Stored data
= = = = = = =

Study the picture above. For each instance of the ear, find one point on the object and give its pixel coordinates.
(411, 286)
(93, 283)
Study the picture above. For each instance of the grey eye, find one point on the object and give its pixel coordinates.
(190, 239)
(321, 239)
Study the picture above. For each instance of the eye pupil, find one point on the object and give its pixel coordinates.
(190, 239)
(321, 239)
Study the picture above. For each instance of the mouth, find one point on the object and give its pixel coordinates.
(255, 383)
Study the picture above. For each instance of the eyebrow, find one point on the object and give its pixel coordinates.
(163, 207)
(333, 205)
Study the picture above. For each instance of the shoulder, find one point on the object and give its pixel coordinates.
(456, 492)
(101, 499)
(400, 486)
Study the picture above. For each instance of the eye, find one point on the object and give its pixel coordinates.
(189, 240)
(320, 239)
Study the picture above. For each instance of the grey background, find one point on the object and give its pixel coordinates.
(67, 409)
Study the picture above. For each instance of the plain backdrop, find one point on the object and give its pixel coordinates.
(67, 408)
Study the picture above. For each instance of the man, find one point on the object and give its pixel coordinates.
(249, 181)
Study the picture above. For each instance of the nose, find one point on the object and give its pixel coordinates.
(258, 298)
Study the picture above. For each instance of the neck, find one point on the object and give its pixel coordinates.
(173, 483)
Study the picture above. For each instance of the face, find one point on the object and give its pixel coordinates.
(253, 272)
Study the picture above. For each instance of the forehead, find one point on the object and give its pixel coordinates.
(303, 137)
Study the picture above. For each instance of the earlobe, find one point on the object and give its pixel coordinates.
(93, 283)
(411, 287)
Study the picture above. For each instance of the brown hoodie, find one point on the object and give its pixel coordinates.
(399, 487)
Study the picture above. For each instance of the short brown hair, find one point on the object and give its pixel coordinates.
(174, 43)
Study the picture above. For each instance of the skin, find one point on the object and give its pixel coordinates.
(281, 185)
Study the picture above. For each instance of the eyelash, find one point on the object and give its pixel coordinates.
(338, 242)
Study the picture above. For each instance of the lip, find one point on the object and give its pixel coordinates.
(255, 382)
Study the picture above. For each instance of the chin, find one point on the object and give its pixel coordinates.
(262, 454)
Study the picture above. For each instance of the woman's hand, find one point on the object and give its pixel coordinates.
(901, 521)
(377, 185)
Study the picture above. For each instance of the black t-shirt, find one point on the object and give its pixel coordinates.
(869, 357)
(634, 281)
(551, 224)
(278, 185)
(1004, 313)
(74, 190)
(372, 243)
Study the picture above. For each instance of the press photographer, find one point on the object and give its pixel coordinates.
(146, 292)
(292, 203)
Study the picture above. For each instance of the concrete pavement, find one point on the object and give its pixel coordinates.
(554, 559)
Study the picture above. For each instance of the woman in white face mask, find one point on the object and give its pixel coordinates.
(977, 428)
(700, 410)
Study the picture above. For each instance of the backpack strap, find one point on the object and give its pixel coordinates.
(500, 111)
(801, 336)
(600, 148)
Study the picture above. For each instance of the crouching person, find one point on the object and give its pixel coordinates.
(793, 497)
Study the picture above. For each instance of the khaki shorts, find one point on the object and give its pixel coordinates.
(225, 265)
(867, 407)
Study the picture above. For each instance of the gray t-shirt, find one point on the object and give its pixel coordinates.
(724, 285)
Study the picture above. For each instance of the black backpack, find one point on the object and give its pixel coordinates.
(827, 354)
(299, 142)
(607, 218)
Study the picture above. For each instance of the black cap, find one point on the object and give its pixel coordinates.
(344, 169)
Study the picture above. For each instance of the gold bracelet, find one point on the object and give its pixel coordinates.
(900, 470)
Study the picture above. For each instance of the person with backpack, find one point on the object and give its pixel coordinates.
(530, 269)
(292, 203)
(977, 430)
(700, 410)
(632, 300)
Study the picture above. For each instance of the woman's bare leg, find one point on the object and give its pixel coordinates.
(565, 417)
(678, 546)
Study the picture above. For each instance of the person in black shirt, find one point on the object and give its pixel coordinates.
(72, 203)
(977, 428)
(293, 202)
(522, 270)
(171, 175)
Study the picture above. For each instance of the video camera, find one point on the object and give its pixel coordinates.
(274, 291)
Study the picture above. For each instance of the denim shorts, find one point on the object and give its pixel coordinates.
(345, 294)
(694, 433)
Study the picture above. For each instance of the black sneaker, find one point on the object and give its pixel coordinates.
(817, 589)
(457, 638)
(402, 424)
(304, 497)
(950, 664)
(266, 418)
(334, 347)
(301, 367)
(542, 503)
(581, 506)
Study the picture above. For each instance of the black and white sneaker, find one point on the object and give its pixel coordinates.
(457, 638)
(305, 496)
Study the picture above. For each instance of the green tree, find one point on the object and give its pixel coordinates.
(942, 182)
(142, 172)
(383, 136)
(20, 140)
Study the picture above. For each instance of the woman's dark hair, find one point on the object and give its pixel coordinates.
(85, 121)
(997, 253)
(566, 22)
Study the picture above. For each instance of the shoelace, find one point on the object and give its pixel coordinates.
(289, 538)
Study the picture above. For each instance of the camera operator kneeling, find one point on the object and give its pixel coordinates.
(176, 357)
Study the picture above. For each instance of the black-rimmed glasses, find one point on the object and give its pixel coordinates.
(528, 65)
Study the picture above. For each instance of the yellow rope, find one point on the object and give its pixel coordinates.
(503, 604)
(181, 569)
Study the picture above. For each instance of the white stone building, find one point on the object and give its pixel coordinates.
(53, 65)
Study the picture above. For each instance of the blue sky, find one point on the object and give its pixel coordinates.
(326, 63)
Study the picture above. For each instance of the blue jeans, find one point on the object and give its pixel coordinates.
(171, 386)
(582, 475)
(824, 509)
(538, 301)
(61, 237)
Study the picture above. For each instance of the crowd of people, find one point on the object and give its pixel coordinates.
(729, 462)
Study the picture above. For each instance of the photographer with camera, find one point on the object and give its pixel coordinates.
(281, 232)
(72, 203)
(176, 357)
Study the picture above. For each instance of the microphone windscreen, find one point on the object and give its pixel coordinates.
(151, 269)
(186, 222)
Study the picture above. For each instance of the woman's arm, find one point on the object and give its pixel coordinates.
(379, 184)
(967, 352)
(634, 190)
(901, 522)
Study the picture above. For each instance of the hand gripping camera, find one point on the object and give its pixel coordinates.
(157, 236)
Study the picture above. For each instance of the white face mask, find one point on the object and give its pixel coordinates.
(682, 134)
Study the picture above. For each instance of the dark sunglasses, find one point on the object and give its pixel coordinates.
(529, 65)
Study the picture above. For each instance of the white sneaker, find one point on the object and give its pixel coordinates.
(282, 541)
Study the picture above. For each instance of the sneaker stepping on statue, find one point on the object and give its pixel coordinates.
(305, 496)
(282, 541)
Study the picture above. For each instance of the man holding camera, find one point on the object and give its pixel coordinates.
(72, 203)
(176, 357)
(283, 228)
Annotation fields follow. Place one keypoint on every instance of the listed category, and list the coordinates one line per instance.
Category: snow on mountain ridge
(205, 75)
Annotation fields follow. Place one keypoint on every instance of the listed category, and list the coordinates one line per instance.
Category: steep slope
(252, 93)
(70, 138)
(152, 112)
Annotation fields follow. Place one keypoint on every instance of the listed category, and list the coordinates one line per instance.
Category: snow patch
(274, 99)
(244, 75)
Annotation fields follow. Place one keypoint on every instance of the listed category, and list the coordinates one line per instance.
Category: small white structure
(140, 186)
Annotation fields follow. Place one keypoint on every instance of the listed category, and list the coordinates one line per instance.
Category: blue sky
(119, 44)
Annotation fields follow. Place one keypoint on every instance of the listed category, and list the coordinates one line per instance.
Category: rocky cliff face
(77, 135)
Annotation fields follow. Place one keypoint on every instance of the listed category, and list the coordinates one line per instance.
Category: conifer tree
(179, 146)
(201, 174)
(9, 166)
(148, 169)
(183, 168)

= = = = = = =

Extract the data in full. Keep it word for word.

Study the picture above. For each instance of the ear, find one point on the object and give its pixel coordinates.
(411, 286)
(93, 283)
Study the picture above. For each instance of the grey eye, find one point on the object and give its pixel coordinates.
(190, 239)
(321, 239)
Study the picture above. For each instance of the eye pupil, find one point on the object and give its pixel coordinates.
(190, 239)
(321, 239)
Study the picture above. For each instance of the mouth, find one point on the object and give its pixel coordinates.
(255, 383)
Study the picture above. For each instance of the eyebrow, find one point on the object and give its pixel coordinates.
(163, 207)
(333, 205)
Study the picture above. For each instance of the shoulder, find one point on the object and give its pixel coordinates.
(456, 492)
(101, 499)
(400, 486)
Study the picture above. For each instance of the eye, find one point on the object and give its pixel coordinates.
(189, 240)
(320, 239)
Study the picture above. For each instance of the grey background, find one point on the object and give its pixel coordinates.
(67, 409)
Study the picture above. For each instance of the plain backdrop, find one point on the object and give its pixel coordinates.
(67, 408)
Study the picture above. For each instance of the man, find one point on the object and give its pixel coordinates.
(249, 181)
Study the picture above. For each instance of the nose, find one point on the object and give its pixel coordinates.
(258, 298)
Study the picture above. For each instance of the neck, find one point on the object and give its pixel coordinates.
(173, 483)
Study the picture above. For each instance of the face, find one point on the object and give its pixel coordinates.
(253, 272)
Study the picture above. For each instance of the forehead, find one point on the object and give its pixel coordinates.
(303, 137)
Study the picture above. For each instance of the earlobe, find one point on the object and give its pixel coordinates.
(93, 283)
(411, 287)
Study the picture above. For each instance of the brown hoodie, find one point on the object and give its pixel coordinates.
(399, 487)
Study the picture above. For each instance of the short brown hair, find one point on the object and give its pixel coordinates.
(174, 43)
Study the picture above. For each instance of the skin, find one point on the object and give its pixel coordinates.
(281, 185)
Study the picture above. For each instance of the eyelash, find one point on the object and give its pixel coordinates.
(338, 242)
Study the picture above. For each instance of the lip, find one point on the object and give its pixel coordinates.
(255, 382)
Study the picture above. For each instance of the chin, find one point on the object and give its pixel coordinates.
(262, 454)
Study the picture above. For each instance of the woman's hand, find one point on the object and give its pixel coordinates.
(901, 521)
(377, 185)
Study the picture above. For each instance of the black t-shirt, find one point on the object and give its pixel coordinates.
(869, 357)
(634, 281)
(551, 224)
(278, 185)
(1004, 313)
(74, 190)
(372, 243)
Study the picture above. For each instance of the press photographer, find one point on the object and give its pixel coordinates.
(146, 292)
(292, 203)
Study the picture above. For each instance of the concrete pavement, find one point on the object and give its pixel coordinates.
(554, 559)
Study the picture above. For each instance of the woman in white face mask, find one point on the object and give its pixel coordinates.
(977, 428)
(700, 410)
Study the picture above. For each instance of the backpack strap, find one point on the object and give its pixel coordinates.
(500, 111)
(801, 336)
(600, 148)
Study the picture above. For each instance of the crouching person, find one point on the object and give its pixel coordinates.
(793, 497)
Study the picture above. For each instance of the khaki shorts, find one point on the object and give its pixel coordinates.
(225, 265)
(867, 407)
Study the picture above. For each instance of the gray t-shirt, find one point on the object and give its pixel coordinates.
(724, 285)
Study the picture above. For each instance of the black backpack, find one point on the object and give its pixel coordinates.
(827, 354)
(299, 142)
(607, 218)
Study the picture above. For each instance of the black cap, find one point on the object and give its pixel coordinates.
(344, 169)
Study the picture above. For each instance of the gold bracelet, find one point on the object and give its pixel coordinates.
(900, 470)
Study the picture above. For each instance of the person with backpack, find one point on the object and give its pixel coordinates.
(530, 269)
(292, 203)
(977, 430)
(700, 410)
(632, 300)
Study the picture above. For each instance of the woman's bare leg, find one point on the object and give its pixel coordinates.
(565, 417)
(678, 546)
Study the picture above. For each instance of the person in black shirt, find one point on the object and give its pixel coordinates.
(72, 203)
(977, 428)
(293, 202)
(522, 270)
(171, 175)
Study the picture above. For each instance of the video camera, find one point on the object and give its pixel coordinates.
(274, 291)
Study the picture above. For each instance of the denim shorts, find one point on the object and give its pixel coordinates.
(345, 294)
(694, 433)
Study the picture above. For each instance of the black sneaker, find one point on the object and give its pixel coordinates.
(817, 589)
(457, 638)
(402, 424)
(304, 497)
(950, 664)
(266, 418)
(334, 347)
(301, 367)
(542, 503)
(581, 506)
Study the picture above. For each instance of the black and white sneaker, find one point on the object and give its pixel coordinates.
(457, 638)
(305, 496)
Study the picture above. For each instance of the green tree, find one point on the object and give its pixel coordinates.
(942, 182)
(142, 172)
(383, 136)
(20, 140)
Study the picture above. For each instance of the woman's dark hair, find one point on the object and give its pixel coordinates.
(85, 121)
(997, 253)
(566, 22)
Study the picture above. For each instance of the shoelace, find one point on the object and give its pixel coordinates.
(289, 538)
Study the picture above. For each instance of the camera operator kneeling, find one point on the object and give its pixel coordinates.
(176, 357)
Study the picture above. For each instance of the black-rimmed glasses, find one point on the object and give its pixel coordinates.
(528, 65)
Study the picture above. For each instance of the yellow rope, find one point on the object and give its pixel coordinates.
(503, 604)
(181, 569)
Study the picture above. For each instance of the white stone building, find one point on the object and give its pixel coordinates.
(53, 65)
Study the picture above. For each instance of the blue sky, find one point on the object and give its pixel coordinates.
(326, 63)
Study the picture above. For each instance of the blue jeans, find one point on the object and give its pixel coordinates.
(171, 386)
(582, 475)
(824, 509)
(538, 301)
(61, 237)
Study the picture above. For each instance of the crowd of people, find one point on the object and give its pixel coordinates.
(729, 462)
Study the picture above. For each instance of the photographer with camera, find one point on the object and give its pixel coordinates.
(281, 232)
(72, 203)
(176, 357)
Study the picture above. For each instance of the microphone windscreen, find one point on the object and give its pixel coordinates.
(151, 269)
(186, 222)
Study the picture above. For each instance of the woman's arm, find one point on the object and give its pixel coordinates.
(379, 184)
(967, 352)
(634, 190)
(901, 522)
Study the picture above. For each instance of the hand gripping camera, find one point on the object and give its pixel coordinates.
(157, 236)
Study the picture above. For each instance of the white face mask, find one point on the object and give its pixel coordinates.
(682, 134)
Study the picture above. For each instance of the dark sunglasses, find one point on the object and give its pixel coordinates.
(529, 65)
Study the picture above. For each instance of the white sneaker, find one point on the object and give its pixel coordinates.
(282, 541)
Study the picture above. For each instance of the sneaker stepping on statue, find one point on the object and give its pixel coordinates.
(305, 496)
(282, 541)
Study the picture above. For each instance of the man holding camera, find one point on the object and give its pixel coordinates.
(72, 203)
(176, 357)
(283, 228)
Annotation fields follow. Place one keypoint on every instance of the listed category, and list the coordinates one line per instance.
Category: snow on mountain ridge
(205, 75)
Annotation fields follow. Place one keypoint on every instance of the listed category, and list the coordinates one line per instance.
Category: steep slope
(252, 93)
(70, 138)
(152, 112)
Annotation fields follow. Place one keypoint on every instance of the listed category, and list the coordinates one line per instance.
Category: snow patch
(274, 99)
(244, 75)
Annotation fields follow. Place one keypoint on every instance of the listed category, and list the coordinates one line per instance.
Category: small white structure
(140, 186)
Annotation fields follow. Place one keypoint on every instance of the listed category, and list the coordinates one line per instance.
Category: blue sky
(119, 44)
Annotation fields follow. Place one keypoint on every instance of the listed category, and list the coordinates one line per instance.
Category: rocky cliff face
(77, 135)
Annotation fields follow. Place one keypoint on every instance of the listed category, and list the coordinates one line per instance.
Category: conifer tree
(179, 146)
(201, 174)
(9, 166)
(148, 169)
(183, 168)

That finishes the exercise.